Please update the records below by replacing "spectator" with "onlooker", keeping everything else unchanged. Leave the pictures out of your answer.

──────────

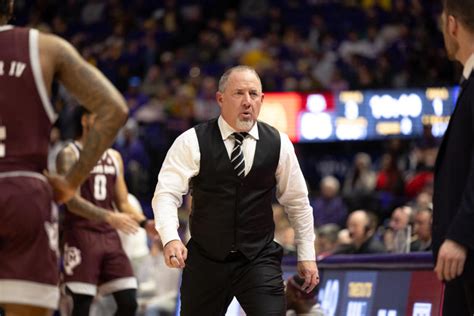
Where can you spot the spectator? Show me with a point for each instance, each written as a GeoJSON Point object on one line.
{"type": "Point", "coordinates": [362, 226]}
{"type": "Point", "coordinates": [326, 240]}
{"type": "Point", "coordinates": [359, 183]}
{"type": "Point", "coordinates": [329, 208]}
{"type": "Point", "coordinates": [397, 236]}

──────────

### FINISHED ANSWER
Where can you spot the onlooker? Show me with a point for each instance, each written as a GeoJSON Point object on one line.
{"type": "Point", "coordinates": [362, 226]}
{"type": "Point", "coordinates": [326, 240]}
{"type": "Point", "coordinates": [359, 183]}
{"type": "Point", "coordinates": [329, 208]}
{"type": "Point", "coordinates": [397, 236]}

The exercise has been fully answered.